--- Passage provided ---

Thus, **do...while()**s will always execute the loop body at least once.
Functionally, a while() is equivalent to
startOfLoop:
if (!condition)
goto endOfLoop;
//loop body goes here
goto startOfLoop;
endOfLoop:
and a do...while() is equivalent to
startOfLoop:
//loop body
//goes here
if (condition)
goto startOfLoop;
Note that the implementation is probably more efficient than this. However, a do...while() does involve one less comparison than a while() so it is slightly faster. Use a do...while() if:
you know that the condition will always be true the first time around, or
you want the loop to execute once even if the condition is false to begin with.
Here is the translation:
do { y; } while(x);
Same as
{ y; } while(x) { y; }
Note the extra set of braces are for the case you have variable definitions in y. The scope of those must be kept local like in the do-loop case. So, a do-while loop just executes its body at least once. Apart from that, the two loops are identical. So if we apply this rule to your code
do {
// do something
} while (condition is true);
The corresponding while loop for your do-loop looks like
{
// do something
}
while (condition is true) {
// do something
}
Yes, you see the corresponding while for your do loop differs from your while :)
As noted by Piemasons, the difference is whether the loop executes once before doing the test, or if the test is done first so that the body of the loop might never execute.
The key question is which makes sense for your application.
To take two simple examples:
Say you're looping through the elements of an array. If the array has no elements, you don't want to process number one of zero. So you should use WHILE.

--- Listing ---

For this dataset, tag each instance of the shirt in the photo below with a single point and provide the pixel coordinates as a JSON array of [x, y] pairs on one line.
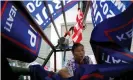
[[72, 65]]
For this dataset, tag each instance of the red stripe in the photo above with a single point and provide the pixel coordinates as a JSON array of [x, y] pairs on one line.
[[3, 8], [21, 45]]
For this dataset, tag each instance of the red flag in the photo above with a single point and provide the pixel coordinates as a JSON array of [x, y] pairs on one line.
[[77, 36]]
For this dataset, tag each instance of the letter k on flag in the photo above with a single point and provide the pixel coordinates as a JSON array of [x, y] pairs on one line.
[[77, 36]]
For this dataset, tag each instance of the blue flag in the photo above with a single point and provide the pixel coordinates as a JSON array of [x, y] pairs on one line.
[[19, 40], [38, 10]]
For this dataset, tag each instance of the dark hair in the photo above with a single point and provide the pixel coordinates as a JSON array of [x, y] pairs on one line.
[[75, 45]]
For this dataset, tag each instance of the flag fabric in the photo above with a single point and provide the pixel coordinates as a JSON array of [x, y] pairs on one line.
[[40, 13], [77, 36], [111, 37], [19, 40]]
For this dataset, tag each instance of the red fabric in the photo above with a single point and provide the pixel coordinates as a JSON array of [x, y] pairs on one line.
[[77, 36]]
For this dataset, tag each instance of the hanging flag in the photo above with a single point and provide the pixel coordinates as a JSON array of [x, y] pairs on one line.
[[77, 36], [115, 29], [112, 35], [39, 12], [19, 40]]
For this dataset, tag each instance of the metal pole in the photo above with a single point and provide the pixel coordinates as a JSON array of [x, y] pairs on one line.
[[20, 70], [30, 19], [46, 60], [64, 15], [79, 4], [50, 54], [51, 18], [86, 11]]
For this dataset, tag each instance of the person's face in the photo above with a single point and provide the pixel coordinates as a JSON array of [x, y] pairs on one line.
[[79, 53]]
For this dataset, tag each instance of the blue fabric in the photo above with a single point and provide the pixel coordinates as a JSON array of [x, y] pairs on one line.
[[101, 71], [40, 13], [38, 73], [21, 42]]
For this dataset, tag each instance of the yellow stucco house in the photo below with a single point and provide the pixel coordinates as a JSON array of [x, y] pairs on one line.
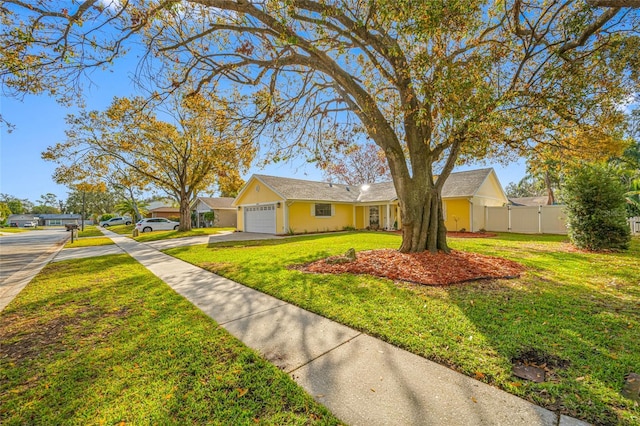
[[276, 205]]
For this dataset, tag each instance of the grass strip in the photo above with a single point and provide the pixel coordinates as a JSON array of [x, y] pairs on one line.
[[577, 314], [103, 341], [90, 231], [167, 235], [89, 242]]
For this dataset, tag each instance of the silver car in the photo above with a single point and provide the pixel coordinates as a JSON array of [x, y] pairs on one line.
[[116, 221], [156, 224]]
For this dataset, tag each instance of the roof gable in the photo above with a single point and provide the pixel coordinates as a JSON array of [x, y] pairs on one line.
[[298, 189], [217, 202], [464, 184]]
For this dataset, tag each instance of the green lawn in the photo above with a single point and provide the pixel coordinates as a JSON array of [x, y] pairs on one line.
[[90, 231], [167, 235], [121, 229], [89, 242], [578, 313], [103, 341]]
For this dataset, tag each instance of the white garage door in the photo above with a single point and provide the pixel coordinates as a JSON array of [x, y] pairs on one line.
[[260, 219]]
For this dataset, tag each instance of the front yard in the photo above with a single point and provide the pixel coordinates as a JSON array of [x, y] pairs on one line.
[[165, 235], [103, 341], [574, 314]]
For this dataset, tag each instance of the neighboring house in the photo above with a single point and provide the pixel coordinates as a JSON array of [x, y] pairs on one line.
[[20, 220], [275, 205], [59, 219], [164, 211], [529, 201], [224, 213]]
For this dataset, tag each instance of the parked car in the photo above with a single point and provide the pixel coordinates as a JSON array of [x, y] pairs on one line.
[[156, 224], [116, 221]]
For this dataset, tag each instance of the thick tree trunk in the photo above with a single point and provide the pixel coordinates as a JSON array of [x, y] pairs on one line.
[[551, 199], [422, 219], [185, 213]]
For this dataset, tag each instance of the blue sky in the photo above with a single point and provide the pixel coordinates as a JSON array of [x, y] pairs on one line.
[[39, 123]]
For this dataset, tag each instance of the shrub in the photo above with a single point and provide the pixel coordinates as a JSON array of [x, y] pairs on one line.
[[596, 209]]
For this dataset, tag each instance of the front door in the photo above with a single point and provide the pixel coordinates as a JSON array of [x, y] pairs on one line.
[[374, 217]]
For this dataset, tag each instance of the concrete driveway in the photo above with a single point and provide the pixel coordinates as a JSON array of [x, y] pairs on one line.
[[23, 255]]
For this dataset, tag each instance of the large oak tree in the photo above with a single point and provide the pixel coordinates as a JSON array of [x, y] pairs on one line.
[[431, 83]]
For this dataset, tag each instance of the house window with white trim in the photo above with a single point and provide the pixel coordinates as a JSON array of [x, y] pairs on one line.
[[323, 210]]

---

### Requests
- a) Answer each question from the passage on while and do...while loops.
(i) Why is a do...while() slightly faster than a while()?
(ii) What are the extra braces in "{ y; } while(x) { y; }" for?
(iii) In the array example, which loop should be used?
- b) Write the next part of the passage on while and do...while loops, starting after its last sentence.
The entries are not needed here.

### Answers by task
- a)
(i) It involves one less comparison than a while().
(ii) They are for the case where there are variable definitions in y, whose scope must be kept local as in the do-loop.
(iii) WHILE, because if the array has no elements, you don't want to process number one of zero.

- b)
You want to display a message, accept a response, and if the response is invalid, ask again until you get a valid response. So you always want to ask once. You can't test if the response is valid until you get a response, so you have to go through the body of the loop once before you can test the condition. You should use DO/WHILE.
I tend to prefer do-while loops, myself. If the condition will always be true at the start of the loop, I prefer to test it at the end. To my eye, the whole point of testing conditions (other than assertions) is that one doesn't know the result of the test. If I see a while loop with the condition test at the top, my inclination is to consider the case that the loop executes zero times. If that can never happen, why not code in a way that clearly shows that?
It's actually meant for a different things. In C, you can use do - while construct to achieve both scenario (runs at least once and runs while true). But PASCAL has repeat - until and while for each scenario, and if I remember correctly, ADA has another construct that lets you quit in the middle, but of course that's not what you're asking.
My answer to your question : I like my loop with testing on top.
Both conventions are correct if you know how to write the code correctly :)
Usually the use of second convention ( do {} while() ) is meant to avoid have a duplicated statement outside the loop. Consider the following (over simplified) example:
a++;
while (a < n) {
a++;
}
can be written more concisely using
do {
a++;
} while (a < n)
Of course, this particular example can be written in an even more concise way as (assuming C syntax)
while (++a < n) {}
But I think you can see the point here.
while( someConditionMayBeFalse ){
// this will never run...
}
// then the alternative
do{
// this will run once even if the condition is false
while( someConditionMayBeFalse );
The difference is obvious and allows you to have code run and then evaluate the result to see if you have to "Do it again" and the other method of while allows you to have a block of script ignored if the conditional is not met.
I write mine pretty much exclusively testing at the top. It's less code, so for me at least, it's less potential to screw something up (e.g., copy-pasting the condition makes two places you always have to update it)
It really depends there are situations when you want to test at the top, others when you want to test at the bottom, and still others when you want to test in the middle.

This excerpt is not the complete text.